**Reading text**
* * * * *

I'm not one to throw out claims of "racism" lightly, but it's really hard to not come to that conclusion with that piece.

As for tattoos, I have my right leg covered and both my upper arms. I made a conscious decision not to go below my elbows (or anywhere else easily visible) because of my chosen career path (I was a journalist for a while and now work in communications/marketing). I wish I worked in a field where full-arm/hand tattoos wouldn't be looked at sideways, but that's life.

Chad Toporski's picture

Love the article, and love the song choice at the end. One of my favorite musicals.

I have no tattoos, and I will never have one in the future. They're not my thing.

But I couldn't care any less if someone else has them. It's their body, their life, their choice. And it has no overarching reflection on their personality.

Just look at Crabtree. Probably one of the nicest guys you'll meet in or outside the NFL, and the dude is covered in tats. Some people just need to get over themselves.

Church's picture

I'm going the opposite way of Evan and say that racism is thrown out way too often. Jemele Hill was a coworker of him says he's a great guy and not a racist...he apparently has two adopted daughters who are African American.

Society is so quick to label someone that is mostly a complete stranger. It was an ill conceived article no doubt but how does he differ from you whose surely made an off color joke about someone's disability, race, religion, heritage, sexual alignment? BIGOT! RACIST! See? I don't know you but have already labeled you something based on something I haven't heard you said but you've surely done (and if you say you never have I think you're lying to yourself). This guy did it in the media...shouldve known better as well but would you like the world to judge you because of one regretable statement regardless if you've said it publicly or privately? You know you're no better than him because we've all said something bigotted...maybe you didnt think so but surely someone who didnt hear it but wouldve been offended if they had or someone who heard you say it but didnt call you out on the carpet.

* * * * *

**Problem A**
Can you arrange everything in the records from the line containing "Give the segmentation of every instance of the cloud." down to the line containing "M 293 79 L 292" as a numbered list, leaving out blank lines?

[Segmentation dataset records]
* * * * *

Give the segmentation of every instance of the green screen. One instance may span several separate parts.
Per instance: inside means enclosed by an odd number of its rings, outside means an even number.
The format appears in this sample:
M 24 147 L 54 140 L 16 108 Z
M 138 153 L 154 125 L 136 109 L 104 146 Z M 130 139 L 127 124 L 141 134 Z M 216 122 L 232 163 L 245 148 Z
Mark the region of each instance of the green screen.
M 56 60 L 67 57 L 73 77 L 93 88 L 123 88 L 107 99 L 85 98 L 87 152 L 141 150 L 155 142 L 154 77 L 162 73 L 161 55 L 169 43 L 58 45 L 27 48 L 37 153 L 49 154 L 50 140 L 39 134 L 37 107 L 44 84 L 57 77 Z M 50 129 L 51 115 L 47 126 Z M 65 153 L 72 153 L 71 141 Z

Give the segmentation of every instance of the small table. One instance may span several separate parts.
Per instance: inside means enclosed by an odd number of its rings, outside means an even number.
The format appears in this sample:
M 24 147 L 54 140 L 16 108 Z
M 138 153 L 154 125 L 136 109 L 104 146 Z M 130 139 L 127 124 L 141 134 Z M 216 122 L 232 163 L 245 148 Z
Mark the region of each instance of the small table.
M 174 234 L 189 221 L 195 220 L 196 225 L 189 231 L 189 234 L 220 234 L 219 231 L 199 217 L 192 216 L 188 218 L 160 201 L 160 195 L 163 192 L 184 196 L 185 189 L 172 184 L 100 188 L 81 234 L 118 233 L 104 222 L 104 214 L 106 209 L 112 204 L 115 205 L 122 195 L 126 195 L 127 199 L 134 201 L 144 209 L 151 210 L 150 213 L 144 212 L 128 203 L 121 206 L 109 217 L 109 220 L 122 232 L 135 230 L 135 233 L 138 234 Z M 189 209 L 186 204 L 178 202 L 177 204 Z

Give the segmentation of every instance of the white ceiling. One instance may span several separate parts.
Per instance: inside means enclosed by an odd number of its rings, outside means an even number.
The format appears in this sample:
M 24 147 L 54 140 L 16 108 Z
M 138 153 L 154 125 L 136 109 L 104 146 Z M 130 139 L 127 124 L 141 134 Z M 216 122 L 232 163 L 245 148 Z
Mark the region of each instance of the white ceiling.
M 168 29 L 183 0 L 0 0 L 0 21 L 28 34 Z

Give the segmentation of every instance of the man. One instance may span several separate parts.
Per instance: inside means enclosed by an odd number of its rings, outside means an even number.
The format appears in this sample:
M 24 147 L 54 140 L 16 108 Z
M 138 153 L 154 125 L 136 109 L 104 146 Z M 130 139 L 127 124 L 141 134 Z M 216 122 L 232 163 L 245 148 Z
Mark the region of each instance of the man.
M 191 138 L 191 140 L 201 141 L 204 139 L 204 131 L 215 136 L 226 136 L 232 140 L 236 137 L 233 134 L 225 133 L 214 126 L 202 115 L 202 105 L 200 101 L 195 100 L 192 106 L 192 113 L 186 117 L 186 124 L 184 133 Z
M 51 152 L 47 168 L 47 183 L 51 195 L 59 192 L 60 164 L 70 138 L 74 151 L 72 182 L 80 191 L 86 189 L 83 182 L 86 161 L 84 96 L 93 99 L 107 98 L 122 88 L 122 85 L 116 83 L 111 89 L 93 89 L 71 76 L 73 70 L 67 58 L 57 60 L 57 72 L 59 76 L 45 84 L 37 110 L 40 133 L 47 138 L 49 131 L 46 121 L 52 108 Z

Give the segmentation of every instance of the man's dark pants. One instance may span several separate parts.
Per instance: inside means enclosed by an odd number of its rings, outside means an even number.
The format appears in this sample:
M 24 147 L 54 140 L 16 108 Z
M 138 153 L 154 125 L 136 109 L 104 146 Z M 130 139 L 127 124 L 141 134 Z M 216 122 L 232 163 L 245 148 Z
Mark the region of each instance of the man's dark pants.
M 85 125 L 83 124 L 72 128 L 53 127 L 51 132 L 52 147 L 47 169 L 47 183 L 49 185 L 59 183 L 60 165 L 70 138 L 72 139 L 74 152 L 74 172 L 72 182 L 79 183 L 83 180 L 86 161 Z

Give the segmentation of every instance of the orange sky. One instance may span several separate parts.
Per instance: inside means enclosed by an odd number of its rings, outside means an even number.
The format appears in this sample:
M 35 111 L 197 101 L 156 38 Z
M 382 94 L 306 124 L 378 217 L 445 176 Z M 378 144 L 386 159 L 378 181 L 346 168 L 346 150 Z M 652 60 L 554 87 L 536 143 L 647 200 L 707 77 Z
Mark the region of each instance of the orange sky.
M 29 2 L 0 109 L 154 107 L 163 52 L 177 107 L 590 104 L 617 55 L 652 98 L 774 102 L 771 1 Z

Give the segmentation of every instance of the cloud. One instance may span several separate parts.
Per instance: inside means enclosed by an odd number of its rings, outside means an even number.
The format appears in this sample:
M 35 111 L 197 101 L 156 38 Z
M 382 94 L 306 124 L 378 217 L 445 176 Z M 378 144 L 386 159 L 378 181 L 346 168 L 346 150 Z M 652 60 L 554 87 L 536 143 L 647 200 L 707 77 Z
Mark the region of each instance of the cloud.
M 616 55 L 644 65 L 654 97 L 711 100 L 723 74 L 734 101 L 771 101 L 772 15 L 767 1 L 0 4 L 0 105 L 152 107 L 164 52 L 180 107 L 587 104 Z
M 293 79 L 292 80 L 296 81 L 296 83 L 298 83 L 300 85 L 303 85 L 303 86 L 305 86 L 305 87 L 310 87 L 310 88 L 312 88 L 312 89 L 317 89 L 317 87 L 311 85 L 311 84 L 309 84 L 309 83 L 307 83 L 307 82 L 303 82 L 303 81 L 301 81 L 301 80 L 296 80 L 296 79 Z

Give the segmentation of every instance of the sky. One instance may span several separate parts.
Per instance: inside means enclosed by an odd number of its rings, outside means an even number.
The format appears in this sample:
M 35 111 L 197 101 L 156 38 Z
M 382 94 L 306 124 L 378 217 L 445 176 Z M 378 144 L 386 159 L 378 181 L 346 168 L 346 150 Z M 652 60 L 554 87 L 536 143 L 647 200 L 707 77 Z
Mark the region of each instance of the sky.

* * * * *

**Problem B**
In the comment thread, what job did the person whose right leg is covered in tattoos hold before working in communications/marketing?

**Finished answer A**
1. Give the segmentation of every instance of the cloud. One instance may span several separate parts.
2. Per instance: inside means enclosed by an odd number of its rings, outside means an even number.
3. The format appears in this sample:
4. M 35 111 L 197 101 L 156 38 Z
5. M 382 94 L 306 124 L 378 217 L 445 176 Z M 378 144 L 386 159 L 378 181 L 346 168 L 346 150 Z M 652 60 L 554 87 L 536 143 L 647 200 L 707 77 Z
6. Mark the region of each instance of the cloud.
7. M 616 55 L 644 65 L 654 97 L 711 100 L 723 74 L 734 101 L 771 101 L 772 15 L 767 1 L 0 4 L 0 105 L 152 107 L 164 52 L 180 107 L 587 104 Z
8. M 293 79 L 292 80 L 296 81 L 296 83 L 298 83 L 300 85 L 303 85 L 303 86 L 305 86 L 305 87 L 310 87 L 310 88 L 312 88 L 312 89 L 317 89 L 317 87 L 311 85 L 311 84 L 309 84 L 309 83 L 307 83 L 307 82 L 303 82 L 303 81 L 301 81 L 301 80 L 296 80 L 296 79 Z

**Finished answer B**
Journalist.